## Task requirements
• 1. According to the text on SINDy, which PySINDy submodule handles the formation of the library matrix?
• 2. Continue the text on SINDy and PySINDy, starting right after its last sentence.

Approximation problem#

To apply SINDy in practice one needs a set of measurement data collected at times \(t_1, t_2, \dots, t_n\), and the time derivatives of these measurements (either measured directly or numerically approximated). These data are aggregated into the matrices \(U\) and \(\dot U\), respectively

\[\begin{split} U = \begin{bmatrix} u_1(t_1) & u_2(t_1) & \dots & u_n(t_1) \\ u_1(t_2) & u_2(t_2) & \dots & u_n(t_2) \\ \vdots & \vdots & & \vdots \\ u_1(t_m) & u_2(t_m) & \dots & u_n(t_m) \end{bmatrix}, \qquad \dot{U} = \begin{bmatrix} \dot{u_1}(t_1) & \dot{u_2}(t_1) & \dots & \dot{u_n}(t_1) \\ \dot{u_1}(t_2) & \dot{u_2}(t_2) & \dots & \dot{u_n}(t_2) \\ \vdots & \vdots & & \vdots \\ \dot{u_1}(t_m) & \dot{u_2}(t_m) & \dots & \dot{u_n}(t_m) \end{bmatrix}. \end{split}\]

Next, one forms a library matrix \(\Theta(U)\) whose columns consist of a chosen set of basis functions applied to the data

\[\begin{split} \Theta(U) = \begin{bmatrix} \mid & \mid & & \mid \\ \theta_1(U) & \theta_2(U) & \dots & \theta_\ell(U) \\ \mid & \mid & & \mid \end{bmatrix}. \end{split}\]

For example, if \(\theta_1(u), \theta_2(u), \dots, \theta_\ell(u)\) are monomials (\(\theta_i(u) = u^{i-1}\)), then

\[\begin{split} \theta_3(U) = \begin{bmatrix} \mid & \mid & & \mid & \mid & & \mid \\ u_1(t)^2 & u_1(t)u_2(t) & \dots & u_2(t)^2 & u_2(t)u_3(t) & \dots & u_n^2(t) \\ \mid & \mid & & \mid & \mid & & \mid \end{bmatrix}, \end{split}\]

where vector products and powers are understood to be element-wise.

We seek a set of sparse coefficient vectors (collected into a matrix)

\[\begin{split} \Xi = \begin{bmatrix} \mid & \mid & & \mid \\ \xi_1 & \xi_2 & \dots & \xi_n \\ \mid & \mid & & \mid \end{bmatrix}. \end{split}\]

The vector \(\xi_i\) provides the coefficients for a linear combination of basis functions \(\theta_1(u), \theta_2(u), \dots, \theta_\ell(u)\) representing the \(i\)th component function of \(f\): \(f_i(u)\). That is to say, \(f_i(u) = \Theta\left(u^\top\right) \xi_i\), where \(\Theta\left(u^\top\right)\) is understood to be a row vector consisting of symbolic functions (whereas \(\Theta(U)\) is a matrix whose entries are numerical values).

With each of the objects \(U\), \(\dot U\), \(\Theta(U)\), and \(\Xi\) being defined, we are ready to write down the approximation problem underlying SINDy:

\[ \dot U \approx \Theta(U)\Xi. \]

Structure of PySINDy#

The submodules of PySINDy are each aligned with one of the terms in the aforementioned approximation equation

\[ \dot X \approx \Theta(X)\Xi. \]

pysindy.differentiate performs numerical differentiation to compute \(\dot X\) from \(X\);
pysindy.feature_library allows the user to specify a set of library functions and handles the formation of \(\Theta(X)\);
pysindy.optimizers provides a set of sparse regression solvers for determining \(\Xi\).

## Dataset rows
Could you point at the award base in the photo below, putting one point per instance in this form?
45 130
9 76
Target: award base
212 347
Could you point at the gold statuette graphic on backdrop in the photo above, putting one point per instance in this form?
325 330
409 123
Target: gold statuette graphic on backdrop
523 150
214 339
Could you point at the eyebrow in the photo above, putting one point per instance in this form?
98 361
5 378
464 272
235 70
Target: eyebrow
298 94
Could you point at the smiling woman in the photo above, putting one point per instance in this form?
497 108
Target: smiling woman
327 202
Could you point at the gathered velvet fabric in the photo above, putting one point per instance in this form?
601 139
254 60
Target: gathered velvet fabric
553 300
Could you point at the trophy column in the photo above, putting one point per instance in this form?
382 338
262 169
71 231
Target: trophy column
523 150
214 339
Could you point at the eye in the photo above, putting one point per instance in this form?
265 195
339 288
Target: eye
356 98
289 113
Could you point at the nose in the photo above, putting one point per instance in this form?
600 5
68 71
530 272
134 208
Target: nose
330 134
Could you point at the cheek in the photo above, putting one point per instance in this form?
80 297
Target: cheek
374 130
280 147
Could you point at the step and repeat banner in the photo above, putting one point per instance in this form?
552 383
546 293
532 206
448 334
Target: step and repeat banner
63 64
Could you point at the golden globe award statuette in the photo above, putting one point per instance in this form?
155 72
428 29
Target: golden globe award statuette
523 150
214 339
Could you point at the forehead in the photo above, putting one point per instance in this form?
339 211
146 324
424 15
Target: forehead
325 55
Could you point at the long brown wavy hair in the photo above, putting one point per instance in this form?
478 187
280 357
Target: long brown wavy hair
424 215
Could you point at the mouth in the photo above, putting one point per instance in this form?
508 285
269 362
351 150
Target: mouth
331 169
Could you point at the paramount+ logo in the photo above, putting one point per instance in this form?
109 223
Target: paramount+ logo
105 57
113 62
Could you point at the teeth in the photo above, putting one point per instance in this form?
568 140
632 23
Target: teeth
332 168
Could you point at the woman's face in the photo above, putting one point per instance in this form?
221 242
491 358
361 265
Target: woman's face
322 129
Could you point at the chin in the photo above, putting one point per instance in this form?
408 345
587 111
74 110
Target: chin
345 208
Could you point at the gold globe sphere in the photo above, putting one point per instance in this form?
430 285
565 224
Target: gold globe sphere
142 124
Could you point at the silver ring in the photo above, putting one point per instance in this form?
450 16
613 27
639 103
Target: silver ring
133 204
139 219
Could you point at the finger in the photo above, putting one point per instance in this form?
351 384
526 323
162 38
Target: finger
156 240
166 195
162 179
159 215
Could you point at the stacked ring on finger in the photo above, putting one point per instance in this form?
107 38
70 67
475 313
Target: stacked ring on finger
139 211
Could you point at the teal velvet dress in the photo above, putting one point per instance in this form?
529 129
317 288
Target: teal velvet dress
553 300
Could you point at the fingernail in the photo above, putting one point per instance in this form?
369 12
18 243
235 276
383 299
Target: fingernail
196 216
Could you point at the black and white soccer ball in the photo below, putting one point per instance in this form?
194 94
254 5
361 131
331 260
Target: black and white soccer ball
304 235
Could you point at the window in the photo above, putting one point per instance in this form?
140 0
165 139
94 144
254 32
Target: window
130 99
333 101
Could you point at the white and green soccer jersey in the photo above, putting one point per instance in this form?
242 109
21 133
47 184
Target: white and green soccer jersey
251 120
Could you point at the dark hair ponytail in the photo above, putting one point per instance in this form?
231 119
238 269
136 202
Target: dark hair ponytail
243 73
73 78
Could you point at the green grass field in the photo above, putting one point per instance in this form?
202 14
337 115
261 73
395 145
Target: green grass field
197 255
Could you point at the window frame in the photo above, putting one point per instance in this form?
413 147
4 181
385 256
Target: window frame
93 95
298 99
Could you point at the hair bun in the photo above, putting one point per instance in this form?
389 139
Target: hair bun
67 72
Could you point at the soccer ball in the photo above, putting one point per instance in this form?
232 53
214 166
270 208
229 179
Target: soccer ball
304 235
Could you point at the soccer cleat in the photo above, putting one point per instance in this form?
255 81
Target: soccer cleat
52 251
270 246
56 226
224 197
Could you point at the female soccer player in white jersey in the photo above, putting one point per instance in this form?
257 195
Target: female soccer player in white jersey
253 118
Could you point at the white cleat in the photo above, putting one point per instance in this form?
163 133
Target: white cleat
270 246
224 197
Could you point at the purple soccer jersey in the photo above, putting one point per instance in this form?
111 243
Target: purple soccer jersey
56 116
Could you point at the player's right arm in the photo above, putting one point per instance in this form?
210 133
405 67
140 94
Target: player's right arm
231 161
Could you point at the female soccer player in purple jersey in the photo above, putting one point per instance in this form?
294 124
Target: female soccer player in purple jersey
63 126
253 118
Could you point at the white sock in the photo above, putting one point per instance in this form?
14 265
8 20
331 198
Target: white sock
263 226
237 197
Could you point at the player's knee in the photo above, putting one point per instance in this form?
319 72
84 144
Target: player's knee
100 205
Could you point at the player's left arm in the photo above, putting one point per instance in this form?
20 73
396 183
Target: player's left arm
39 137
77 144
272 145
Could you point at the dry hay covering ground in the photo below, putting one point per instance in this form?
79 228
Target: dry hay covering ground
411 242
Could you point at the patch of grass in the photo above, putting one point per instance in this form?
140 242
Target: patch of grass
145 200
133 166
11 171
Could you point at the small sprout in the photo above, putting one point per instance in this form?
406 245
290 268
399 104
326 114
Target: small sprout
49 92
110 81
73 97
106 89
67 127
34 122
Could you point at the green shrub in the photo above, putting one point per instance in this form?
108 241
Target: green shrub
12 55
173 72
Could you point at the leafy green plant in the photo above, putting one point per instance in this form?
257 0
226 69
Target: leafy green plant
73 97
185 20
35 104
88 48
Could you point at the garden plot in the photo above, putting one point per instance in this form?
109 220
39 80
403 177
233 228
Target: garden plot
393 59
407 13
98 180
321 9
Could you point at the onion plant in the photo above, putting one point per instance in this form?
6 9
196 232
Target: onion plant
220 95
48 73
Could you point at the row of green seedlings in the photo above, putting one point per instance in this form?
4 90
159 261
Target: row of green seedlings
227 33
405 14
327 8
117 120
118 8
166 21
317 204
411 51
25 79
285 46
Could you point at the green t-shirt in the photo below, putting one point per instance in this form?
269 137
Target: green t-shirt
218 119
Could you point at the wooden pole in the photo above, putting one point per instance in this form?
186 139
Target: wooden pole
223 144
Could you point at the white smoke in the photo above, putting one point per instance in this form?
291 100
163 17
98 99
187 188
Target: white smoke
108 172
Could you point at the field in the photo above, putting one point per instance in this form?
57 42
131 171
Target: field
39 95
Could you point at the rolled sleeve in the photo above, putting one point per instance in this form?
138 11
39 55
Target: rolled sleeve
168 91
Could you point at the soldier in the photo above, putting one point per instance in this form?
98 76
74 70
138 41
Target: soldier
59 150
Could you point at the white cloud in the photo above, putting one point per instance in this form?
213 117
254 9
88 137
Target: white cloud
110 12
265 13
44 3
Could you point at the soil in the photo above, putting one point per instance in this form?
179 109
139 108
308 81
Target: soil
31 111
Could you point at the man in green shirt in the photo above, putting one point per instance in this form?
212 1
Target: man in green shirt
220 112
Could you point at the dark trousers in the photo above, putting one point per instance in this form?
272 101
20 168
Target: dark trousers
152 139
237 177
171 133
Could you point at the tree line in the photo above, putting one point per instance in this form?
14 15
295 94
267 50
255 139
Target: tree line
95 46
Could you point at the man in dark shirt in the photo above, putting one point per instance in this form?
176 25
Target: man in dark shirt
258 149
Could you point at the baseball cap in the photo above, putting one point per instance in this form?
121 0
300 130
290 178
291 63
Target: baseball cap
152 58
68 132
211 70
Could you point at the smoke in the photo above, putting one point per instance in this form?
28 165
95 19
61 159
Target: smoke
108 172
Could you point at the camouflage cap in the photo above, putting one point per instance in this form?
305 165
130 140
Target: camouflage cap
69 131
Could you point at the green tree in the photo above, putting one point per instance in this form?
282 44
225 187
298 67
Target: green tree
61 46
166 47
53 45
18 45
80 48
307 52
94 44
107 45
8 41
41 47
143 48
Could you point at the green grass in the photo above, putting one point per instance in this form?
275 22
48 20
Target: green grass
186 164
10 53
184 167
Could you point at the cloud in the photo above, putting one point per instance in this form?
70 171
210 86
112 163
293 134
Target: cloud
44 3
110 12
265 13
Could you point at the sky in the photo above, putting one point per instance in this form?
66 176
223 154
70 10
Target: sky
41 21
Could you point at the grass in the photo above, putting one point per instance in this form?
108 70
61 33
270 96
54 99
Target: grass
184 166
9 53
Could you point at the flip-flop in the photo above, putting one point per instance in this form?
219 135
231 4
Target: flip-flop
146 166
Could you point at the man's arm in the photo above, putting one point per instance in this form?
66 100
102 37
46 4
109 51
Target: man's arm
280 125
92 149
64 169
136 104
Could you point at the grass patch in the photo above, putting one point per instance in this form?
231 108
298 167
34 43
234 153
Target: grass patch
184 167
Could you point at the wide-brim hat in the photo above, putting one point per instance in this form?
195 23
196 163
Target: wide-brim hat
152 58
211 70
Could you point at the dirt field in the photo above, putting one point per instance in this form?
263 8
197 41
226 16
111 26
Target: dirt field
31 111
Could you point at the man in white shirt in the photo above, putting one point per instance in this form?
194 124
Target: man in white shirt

## Answers provided
• 1. pysindy.feature_library

• 2.
The SINDy object encapsulates one class object from each of these three submodules and uses them, along with a user-supplied data matrix, to find a governing dynamical system.

Let’s walk through an example showing how this works using a toy dataset.

Example#

Suppose we have measurements of the position of a particle obeying the following dynamical system at different points in time:

\[\begin{split} \frac{d}{dt} \begin{bmatrix} x \\ y \end{bmatrix} = \begin{bmatrix} -2x \\ y \end{bmatrix} = \begin{bmatrix} -2 & 0 \\ 0 & 1 \end{bmatrix} \begin{bmatrix} x \\ y \end{bmatrix} \end{split}\]

Note that this system of differential equations decouples into two differential equations whose solutions are simply \(x(t) = x_0e^{-2t}\) and \(y(t) = y_0e^t\), where \(x_0 = x(0)\) and \(y_0=y(0)\) are the initial conditions.

Using the initial conditions \(x_0 = 3\) and \(y_0 = \tfrac{1}{2}\), we construct the data matrix \(X\).

import numpy as np
import pysindy as ps
import matplotlib.pyplot as plt


def gen_data1():
    t = np.linspace(0, 1, 100)
    x = 3 * np.exp(-2 * t)
    y = 0.5 * np.exp(t)
    return t, x, y


def gen_data2():
    x0 = 6
    y0 = -0.1
    t_test = np.linspace(0, 1, 100)
    x_test = x0 * np.exp(-2 * t_test)
    y_test = y0 * np.exp(t_test)
    return x0, y0, t_test, x_test, y_test

t, x, y = gen_data1()
X = np.stack((x, y), axis=-1)  # First column is x, second is y

plt.plot(t, x, label="x")
plt.plot(t, y, label="y")

[<matplotlib.lines.Line2D at 0x163196c10>]

../../_images/1916a6853df921f102ddae3d8f3554f85b3940e09017714c55442cd5bba37488.png

We can select a differentiation method from the differentiation submodule.

differentiation_method = ps.FiniteDifference(order=2)

# We could instead call ps.differentiation.FiniteDifference(order=2)

While we could use this method to compute \(\dot X\) “by hand,” it is often more convenient to pass it into the SINDy object and let the computation of \(\dot X\) be handled automatically.

The candidate library can be specified with an object from the feature_library submodule, which will also be passed into the SINDy object.

feature_library = ps.PolynomialLibrary(degree=3)

# Note: We could instead call ps.feature_library.PolynomialLibrary(degree=3)

Next we select which optimizer should be used.

optimizer = ps.STLSQ(threshold=0.2)

# Note: We could instead call ps.optimizers.STLSQ(threshold=0.2)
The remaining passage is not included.